REQUIREMENT:
Print, from the listing below, the lines starting at the line containing "written like (666,1101)." and ending at the line containing "written like (304,1075).", exactly as they stand, and print nothing else.
(Beginning of EXERCISE MATERIALS)
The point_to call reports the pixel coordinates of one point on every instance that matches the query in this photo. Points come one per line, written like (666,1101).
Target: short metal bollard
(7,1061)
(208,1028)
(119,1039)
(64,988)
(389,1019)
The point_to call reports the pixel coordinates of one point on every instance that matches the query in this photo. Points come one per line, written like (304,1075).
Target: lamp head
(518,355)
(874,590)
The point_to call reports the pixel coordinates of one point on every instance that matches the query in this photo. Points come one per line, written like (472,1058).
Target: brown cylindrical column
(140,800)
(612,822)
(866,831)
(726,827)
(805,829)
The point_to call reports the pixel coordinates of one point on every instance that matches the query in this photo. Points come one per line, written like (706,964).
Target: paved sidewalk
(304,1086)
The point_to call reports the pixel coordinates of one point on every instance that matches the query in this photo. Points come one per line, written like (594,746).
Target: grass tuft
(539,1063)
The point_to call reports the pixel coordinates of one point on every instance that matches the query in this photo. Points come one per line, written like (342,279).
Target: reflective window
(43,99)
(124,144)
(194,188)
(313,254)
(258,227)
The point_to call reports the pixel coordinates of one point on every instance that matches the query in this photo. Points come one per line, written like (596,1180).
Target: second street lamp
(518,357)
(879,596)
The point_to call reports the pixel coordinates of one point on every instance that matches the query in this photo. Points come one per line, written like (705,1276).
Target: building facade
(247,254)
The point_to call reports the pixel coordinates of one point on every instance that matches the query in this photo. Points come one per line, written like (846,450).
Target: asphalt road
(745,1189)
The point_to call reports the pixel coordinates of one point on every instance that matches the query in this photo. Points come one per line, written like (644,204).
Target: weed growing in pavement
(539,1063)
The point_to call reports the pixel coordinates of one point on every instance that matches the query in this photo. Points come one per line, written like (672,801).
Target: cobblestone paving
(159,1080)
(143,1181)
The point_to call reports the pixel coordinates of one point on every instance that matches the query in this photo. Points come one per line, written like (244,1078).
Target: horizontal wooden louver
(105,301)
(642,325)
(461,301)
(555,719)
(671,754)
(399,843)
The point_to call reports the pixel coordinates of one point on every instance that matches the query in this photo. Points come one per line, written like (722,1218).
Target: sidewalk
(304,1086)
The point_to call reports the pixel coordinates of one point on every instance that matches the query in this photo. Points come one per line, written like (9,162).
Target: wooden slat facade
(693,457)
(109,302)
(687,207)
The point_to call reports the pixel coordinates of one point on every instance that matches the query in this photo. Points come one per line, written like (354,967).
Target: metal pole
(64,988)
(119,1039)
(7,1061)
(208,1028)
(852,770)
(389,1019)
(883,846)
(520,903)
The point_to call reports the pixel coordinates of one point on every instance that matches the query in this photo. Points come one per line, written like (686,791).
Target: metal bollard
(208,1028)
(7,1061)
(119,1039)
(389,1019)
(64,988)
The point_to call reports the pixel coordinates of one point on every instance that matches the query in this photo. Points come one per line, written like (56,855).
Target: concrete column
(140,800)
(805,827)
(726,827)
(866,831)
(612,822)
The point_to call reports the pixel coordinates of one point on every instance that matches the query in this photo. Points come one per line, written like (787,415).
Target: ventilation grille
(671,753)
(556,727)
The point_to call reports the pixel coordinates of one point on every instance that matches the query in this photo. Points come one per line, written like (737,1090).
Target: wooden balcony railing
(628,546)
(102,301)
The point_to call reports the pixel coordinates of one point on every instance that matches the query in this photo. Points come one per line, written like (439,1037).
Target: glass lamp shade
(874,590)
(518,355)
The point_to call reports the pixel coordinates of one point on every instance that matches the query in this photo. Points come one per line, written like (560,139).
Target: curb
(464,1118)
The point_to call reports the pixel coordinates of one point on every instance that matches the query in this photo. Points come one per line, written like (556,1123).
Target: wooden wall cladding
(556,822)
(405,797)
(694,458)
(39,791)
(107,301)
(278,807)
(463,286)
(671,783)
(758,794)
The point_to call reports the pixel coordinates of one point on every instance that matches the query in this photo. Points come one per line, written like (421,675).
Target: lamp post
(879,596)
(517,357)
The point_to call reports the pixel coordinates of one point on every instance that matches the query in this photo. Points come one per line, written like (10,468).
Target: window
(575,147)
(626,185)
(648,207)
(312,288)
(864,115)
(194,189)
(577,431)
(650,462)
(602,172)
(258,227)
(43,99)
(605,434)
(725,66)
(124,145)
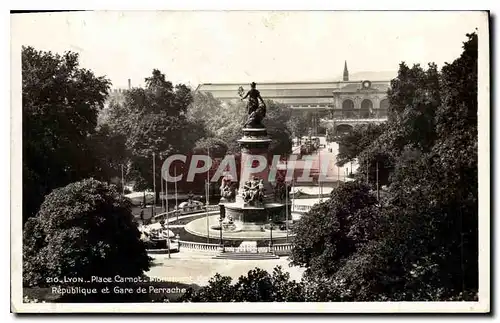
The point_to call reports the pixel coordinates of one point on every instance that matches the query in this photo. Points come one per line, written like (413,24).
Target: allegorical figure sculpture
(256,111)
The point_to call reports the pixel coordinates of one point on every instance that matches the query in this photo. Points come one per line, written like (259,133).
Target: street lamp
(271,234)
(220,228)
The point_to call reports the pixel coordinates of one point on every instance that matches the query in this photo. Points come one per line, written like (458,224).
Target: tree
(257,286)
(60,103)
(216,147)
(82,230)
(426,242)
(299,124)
(End of EXERCISE MATERIALS)
(Beginning of EXERCISE MATERIALS)
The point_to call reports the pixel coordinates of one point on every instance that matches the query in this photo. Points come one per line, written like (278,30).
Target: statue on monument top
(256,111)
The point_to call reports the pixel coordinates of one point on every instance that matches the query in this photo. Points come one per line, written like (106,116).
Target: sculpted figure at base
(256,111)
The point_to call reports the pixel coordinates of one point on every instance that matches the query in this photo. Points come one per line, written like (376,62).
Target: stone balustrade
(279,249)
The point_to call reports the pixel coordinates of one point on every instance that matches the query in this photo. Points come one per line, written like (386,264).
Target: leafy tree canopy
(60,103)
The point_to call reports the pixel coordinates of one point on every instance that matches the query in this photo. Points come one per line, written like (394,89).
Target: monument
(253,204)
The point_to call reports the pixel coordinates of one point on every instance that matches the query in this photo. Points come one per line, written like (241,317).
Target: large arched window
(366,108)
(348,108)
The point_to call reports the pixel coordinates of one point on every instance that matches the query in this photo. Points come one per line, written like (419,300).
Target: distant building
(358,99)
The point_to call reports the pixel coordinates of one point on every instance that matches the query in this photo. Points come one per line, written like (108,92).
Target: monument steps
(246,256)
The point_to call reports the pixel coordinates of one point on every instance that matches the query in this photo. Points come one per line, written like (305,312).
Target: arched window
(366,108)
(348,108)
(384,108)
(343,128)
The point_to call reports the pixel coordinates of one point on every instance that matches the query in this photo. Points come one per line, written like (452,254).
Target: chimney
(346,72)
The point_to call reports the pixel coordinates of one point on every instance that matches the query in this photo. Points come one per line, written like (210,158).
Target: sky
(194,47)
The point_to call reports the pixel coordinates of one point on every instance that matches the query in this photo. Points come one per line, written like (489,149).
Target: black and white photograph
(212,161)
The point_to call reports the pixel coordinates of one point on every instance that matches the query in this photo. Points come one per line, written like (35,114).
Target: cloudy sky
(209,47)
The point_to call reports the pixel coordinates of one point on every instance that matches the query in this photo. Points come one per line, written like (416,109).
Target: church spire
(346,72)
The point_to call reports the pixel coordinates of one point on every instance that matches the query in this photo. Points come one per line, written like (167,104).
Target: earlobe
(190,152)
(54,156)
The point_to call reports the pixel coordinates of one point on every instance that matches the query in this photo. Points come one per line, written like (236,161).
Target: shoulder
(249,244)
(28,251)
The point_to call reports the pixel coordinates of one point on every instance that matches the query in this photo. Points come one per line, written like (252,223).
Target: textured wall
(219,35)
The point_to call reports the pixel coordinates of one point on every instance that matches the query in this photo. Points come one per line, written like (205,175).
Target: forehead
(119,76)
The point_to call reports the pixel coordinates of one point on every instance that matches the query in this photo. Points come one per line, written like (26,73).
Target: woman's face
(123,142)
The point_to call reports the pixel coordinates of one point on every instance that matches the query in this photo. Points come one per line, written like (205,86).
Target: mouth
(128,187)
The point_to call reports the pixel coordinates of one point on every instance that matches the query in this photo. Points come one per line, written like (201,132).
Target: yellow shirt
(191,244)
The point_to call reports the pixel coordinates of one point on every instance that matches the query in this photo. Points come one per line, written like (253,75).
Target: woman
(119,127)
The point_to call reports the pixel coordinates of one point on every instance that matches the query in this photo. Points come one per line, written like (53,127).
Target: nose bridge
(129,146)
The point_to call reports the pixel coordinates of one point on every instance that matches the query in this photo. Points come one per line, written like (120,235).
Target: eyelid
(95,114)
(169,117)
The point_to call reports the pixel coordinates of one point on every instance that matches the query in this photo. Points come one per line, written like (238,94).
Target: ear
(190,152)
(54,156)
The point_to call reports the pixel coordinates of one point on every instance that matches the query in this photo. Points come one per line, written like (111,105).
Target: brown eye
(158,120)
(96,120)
(End of EXERCISE MATERIALS)
COMPLETED EXERCISE:
The point_to call reports the pixel coordinates of one point on every instance that matches the query in this photo. Points come one per line, written like (666,1101).
Target: short metal bollard
(7,1061)
(208,1028)
(119,1039)
(64,988)
(389,1019)
The point_to call reports the pixel coordinates of one point on every instance that matches the query in this photo. Points come one per line, written like (304,1075).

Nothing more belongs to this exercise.